A Certain Woman’s Face
Was it early 2020? I arrived at a subway station I had almost never been to in order to go to a meeting place. As soon as I stepped out of the ticket gate, I was overwhelmed by a strange feeling at the advertising images filling the station. Women with pale skin and neatly arranged features, so refined they seemed to sting the eyes, sparkled in rows. The blue light illuminating the billboards wrapped around them like an aura.
Though slightly different from one another, their faces were, for the most part, oriented in a single direction. Large eyes, a high nose, a slim face, full lips, and a neatness that allowed no blemish or wrinkle on the skin.
The procession of images that sometimes showed dramatic changes through fragmented images cut out by facial part, or displayed new faces made by recombining every element that composes a face, remained with me as a stronger impression than any artwork or exhibition I saw at the time.
Every time I paint a woman’s face, that space suddenly comes to mind. Recalling the power of those images, hung side by side on the wall at human scale and delivering a clear and consistent message, I have come to ponder for a long time not so much “what kind of image I will make,” but “what kind of image I will not make and will not exhibit.”
A Way of the Future
The game Sid Meier’s Civilization: Beyond Earth is a game about escaping the endangered earth, migrating to an alien planet, and building a new civilization. The player constructs cities, explores an unknown world, and in various ways enables humanity to take root on a new planet.
Among the features of the game is a category called Affinity. The three categories classified as Harmony, Supremacy, and Purity influence what kind of civilization the player will build.
Simply put, one can either accept the alien life-forms that already live there and evolve by creating genetic links with them, or, like Borg, achieve advanced technological development and become machine-humans. The final option is to strive to the end not to lose human uniqueness.
Whenever I had to choose the direction of civilization’s development, I always chose “Harmony.” Rather than choosing to annihilate alien species or return to humanity’s home, Earth, I chose a way in which different things could live together.
In the upheaval of the Anthropocene, my work is an attempt to imagine the possibility of coexistence. It is also a process of steadily exploring the possibility that different things can exist together and achieve balance.
Impetus
Where can one obtain the force that drives one toward the future? I find a clue by observing what repeats and what does not change in nature. According to one account, myriapods were the first organisms to come up from the sea onto land. I imagine a certain organism that traverses from the past to the present, and again toward the future, by comparing it to their inexhaustible vitality, strength, and constancy.
I imagine scenes of a far and vast future in which humans no longer function in the form of humans as we know them. Made entirely of imagination, that place is both familiar and unfamiliar. Mountains and fields, flowers and various creatures still exist, but there is no human form.
I imagine discovering traces of humans once having existed in the silhouette of a mountain, in a cluster of flowers in a field, and in the sensation of a tadpole scooped up from a swamp.
In the rhythm created by what repeats and what does not change, I feel a force that moves us toward a new future. In the world after humans, I hope that the human will appear in an entirely different form.
Dear morning
When night comes and everyone has fallen asleep, I quietly think about tomorrow morning. What I will eat for breakfast, around what time I should leave the house, and so on. After taking one last look at the child’s belly quietly rising and falling, I turn off every light in the house.
Imagining the future is an old habit of mine. For a very long time, I thought only of landscapes like ruins. Of a dark world broken and damaged for many reasons that an individual cannot solve. I imagined the figure of a person sinking as a powerless individual before an enormous crisis.

▸ Records provided:
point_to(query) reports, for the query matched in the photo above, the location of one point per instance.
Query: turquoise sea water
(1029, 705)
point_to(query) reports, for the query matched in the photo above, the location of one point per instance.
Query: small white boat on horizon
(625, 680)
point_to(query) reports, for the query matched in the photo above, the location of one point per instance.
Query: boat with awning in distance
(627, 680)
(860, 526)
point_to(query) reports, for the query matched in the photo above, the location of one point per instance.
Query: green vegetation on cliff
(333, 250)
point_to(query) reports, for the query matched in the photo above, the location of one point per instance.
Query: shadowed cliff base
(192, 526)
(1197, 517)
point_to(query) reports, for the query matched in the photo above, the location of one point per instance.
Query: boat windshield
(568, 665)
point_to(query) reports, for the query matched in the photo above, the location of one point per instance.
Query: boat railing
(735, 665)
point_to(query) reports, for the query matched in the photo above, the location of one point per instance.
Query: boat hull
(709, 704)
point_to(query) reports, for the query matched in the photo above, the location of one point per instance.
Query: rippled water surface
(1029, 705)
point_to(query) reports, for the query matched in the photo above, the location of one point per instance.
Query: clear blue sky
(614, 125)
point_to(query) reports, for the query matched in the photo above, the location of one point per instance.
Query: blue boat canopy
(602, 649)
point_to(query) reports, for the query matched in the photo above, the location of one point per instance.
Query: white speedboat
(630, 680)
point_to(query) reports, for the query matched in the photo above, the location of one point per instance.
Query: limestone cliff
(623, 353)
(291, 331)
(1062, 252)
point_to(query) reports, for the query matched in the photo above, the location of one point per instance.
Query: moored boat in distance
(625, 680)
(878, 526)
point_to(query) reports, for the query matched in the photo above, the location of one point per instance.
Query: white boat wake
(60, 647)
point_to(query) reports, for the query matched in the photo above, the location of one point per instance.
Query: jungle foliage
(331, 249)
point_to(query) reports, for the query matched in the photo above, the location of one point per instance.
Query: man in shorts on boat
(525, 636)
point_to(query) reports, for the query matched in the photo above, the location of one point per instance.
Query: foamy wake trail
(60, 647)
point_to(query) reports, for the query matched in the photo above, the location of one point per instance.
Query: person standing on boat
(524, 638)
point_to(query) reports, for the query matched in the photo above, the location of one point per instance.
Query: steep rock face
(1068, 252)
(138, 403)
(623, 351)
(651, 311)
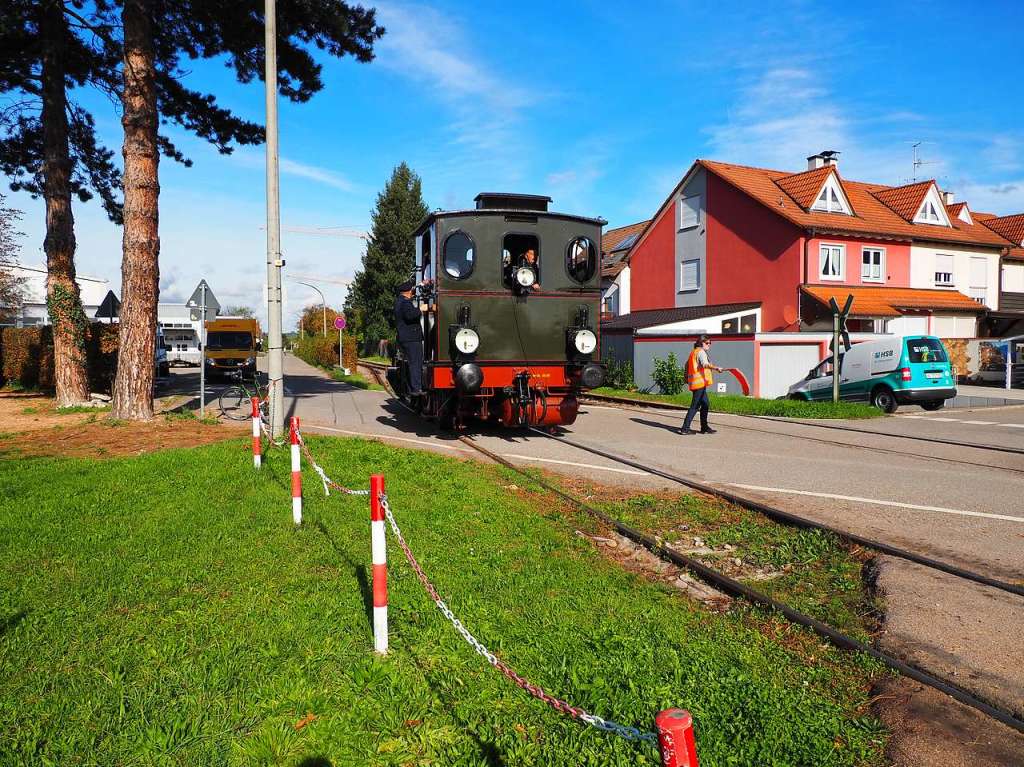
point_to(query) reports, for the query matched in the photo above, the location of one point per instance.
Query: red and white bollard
(296, 473)
(379, 551)
(675, 737)
(257, 446)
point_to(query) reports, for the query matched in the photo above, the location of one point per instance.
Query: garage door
(782, 365)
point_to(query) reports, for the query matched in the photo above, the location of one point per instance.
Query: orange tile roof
(613, 262)
(804, 187)
(870, 217)
(1012, 227)
(904, 201)
(888, 301)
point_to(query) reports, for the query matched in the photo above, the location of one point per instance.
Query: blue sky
(600, 105)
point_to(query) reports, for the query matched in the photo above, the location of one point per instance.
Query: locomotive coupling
(468, 378)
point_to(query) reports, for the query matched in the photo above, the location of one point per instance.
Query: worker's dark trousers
(414, 354)
(699, 401)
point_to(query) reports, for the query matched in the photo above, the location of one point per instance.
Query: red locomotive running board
(541, 376)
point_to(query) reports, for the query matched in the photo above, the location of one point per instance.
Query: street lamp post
(323, 303)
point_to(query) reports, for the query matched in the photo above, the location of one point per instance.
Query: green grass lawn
(742, 406)
(355, 379)
(162, 609)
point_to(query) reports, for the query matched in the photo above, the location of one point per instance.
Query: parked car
(887, 373)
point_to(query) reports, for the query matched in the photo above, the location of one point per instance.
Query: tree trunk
(139, 265)
(62, 299)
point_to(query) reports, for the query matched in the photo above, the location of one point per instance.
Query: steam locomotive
(513, 331)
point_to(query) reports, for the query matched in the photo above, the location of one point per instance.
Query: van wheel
(884, 399)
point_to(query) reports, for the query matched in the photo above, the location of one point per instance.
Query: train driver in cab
(410, 332)
(513, 278)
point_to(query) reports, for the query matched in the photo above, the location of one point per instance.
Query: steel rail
(737, 589)
(773, 419)
(798, 521)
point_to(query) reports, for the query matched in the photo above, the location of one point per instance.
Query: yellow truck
(231, 344)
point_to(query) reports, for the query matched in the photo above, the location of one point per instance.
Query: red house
(730, 233)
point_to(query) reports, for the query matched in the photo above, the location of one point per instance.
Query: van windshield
(926, 350)
(229, 340)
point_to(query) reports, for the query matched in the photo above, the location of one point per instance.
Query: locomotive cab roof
(523, 207)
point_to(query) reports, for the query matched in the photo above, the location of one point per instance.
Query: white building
(33, 310)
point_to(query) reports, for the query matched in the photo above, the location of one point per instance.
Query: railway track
(741, 591)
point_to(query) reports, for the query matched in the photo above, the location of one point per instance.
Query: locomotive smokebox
(468, 378)
(592, 375)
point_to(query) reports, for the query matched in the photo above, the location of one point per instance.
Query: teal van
(887, 373)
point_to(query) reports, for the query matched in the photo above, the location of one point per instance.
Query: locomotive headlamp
(466, 340)
(525, 277)
(585, 341)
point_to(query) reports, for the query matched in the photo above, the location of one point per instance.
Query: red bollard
(379, 551)
(257, 446)
(675, 736)
(296, 473)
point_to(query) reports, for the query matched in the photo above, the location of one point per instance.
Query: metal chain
(328, 481)
(629, 733)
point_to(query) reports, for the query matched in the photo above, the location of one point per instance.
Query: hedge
(27, 356)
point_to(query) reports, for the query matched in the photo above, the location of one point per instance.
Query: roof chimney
(823, 158)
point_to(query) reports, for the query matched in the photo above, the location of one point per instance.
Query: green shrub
(620, 375)
(671, 379)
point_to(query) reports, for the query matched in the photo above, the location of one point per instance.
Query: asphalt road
(963, 505)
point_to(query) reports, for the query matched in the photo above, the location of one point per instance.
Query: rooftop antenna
(918, 162)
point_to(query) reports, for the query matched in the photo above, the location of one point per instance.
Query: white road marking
(877, 502)
(571, 463)
(467, 450)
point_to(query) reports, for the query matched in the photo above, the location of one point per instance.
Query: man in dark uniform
(407, 320)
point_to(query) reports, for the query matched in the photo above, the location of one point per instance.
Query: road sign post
(339, 323)
(202, 305)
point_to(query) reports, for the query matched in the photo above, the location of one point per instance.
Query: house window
(978, 288)
(943, 270)
(689, 275)
(830, 262)
(872, 265)
(689, 211)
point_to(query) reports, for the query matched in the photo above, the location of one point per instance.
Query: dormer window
(830, 199)
(932, 210)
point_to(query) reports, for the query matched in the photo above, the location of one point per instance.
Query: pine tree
(389, 258)
(132, 50)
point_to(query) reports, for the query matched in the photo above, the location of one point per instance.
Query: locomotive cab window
(521, 261)
(459, 254)
(581, 259)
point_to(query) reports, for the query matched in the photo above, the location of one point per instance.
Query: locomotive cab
(514, 334)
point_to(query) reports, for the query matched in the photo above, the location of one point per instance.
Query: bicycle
(236, 401)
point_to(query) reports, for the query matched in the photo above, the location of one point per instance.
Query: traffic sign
(200, 297)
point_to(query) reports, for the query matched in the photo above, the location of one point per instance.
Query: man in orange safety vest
(698, 377)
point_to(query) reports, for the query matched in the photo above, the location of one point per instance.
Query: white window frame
(683, 287)
(689, 211)
(842, 262)
(951, 274)
(882, 265)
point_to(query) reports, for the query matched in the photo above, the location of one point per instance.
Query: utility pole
(273, 260)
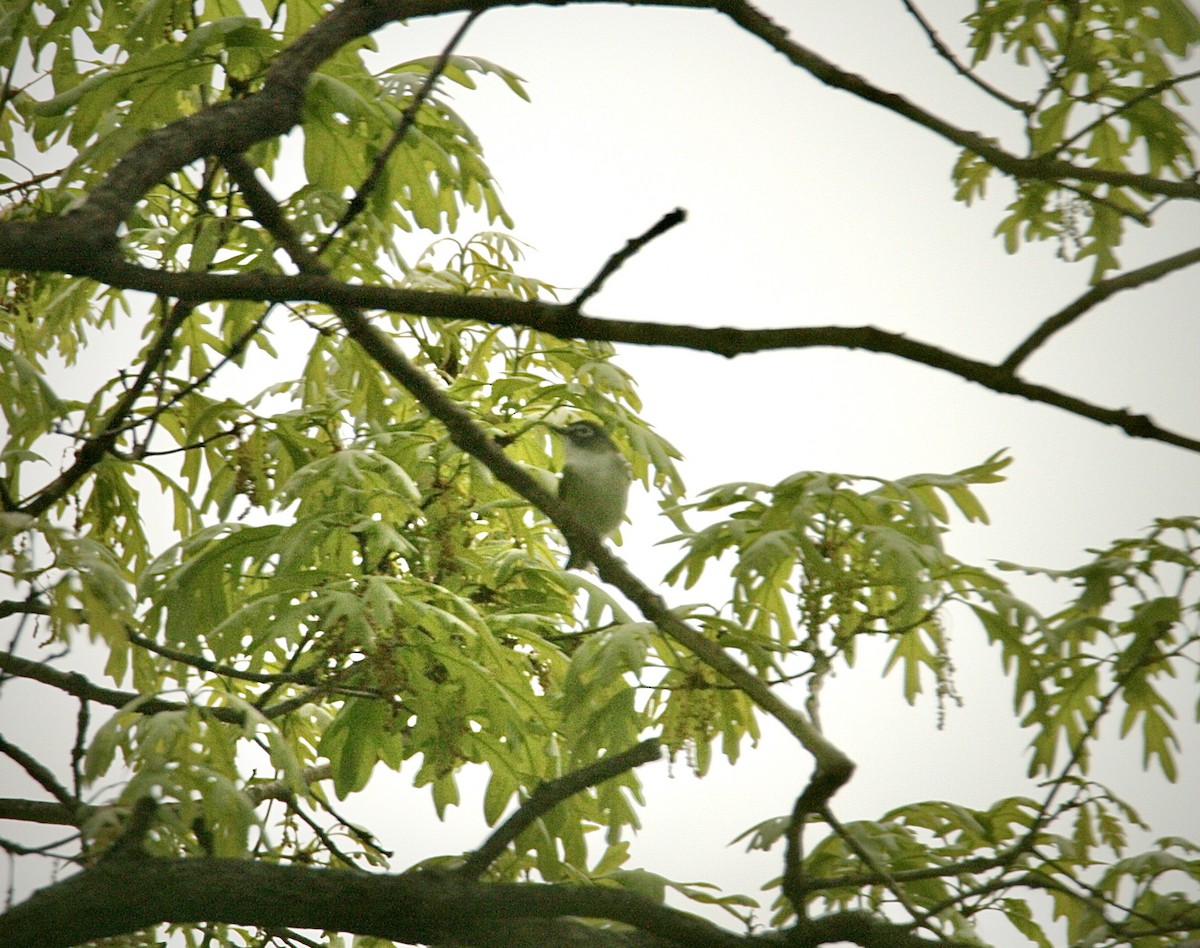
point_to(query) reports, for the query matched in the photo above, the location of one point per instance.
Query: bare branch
(406, 121)
(945, 52)
(617, 261)
(204, 665)
(833, 768)
(39, 772)
(73, 683)
(547, 796)
(1096, 295)
(94, 449)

▸ Work instruction:
Translate this sentence from the artist's text above into Spanish: "In the world after humans, I hope that the human will appear in an entirely different form."

▸ Solution to this problem:
En el mundo después de los humanos, espero que lo humano aparezca en una forma completamente distinta.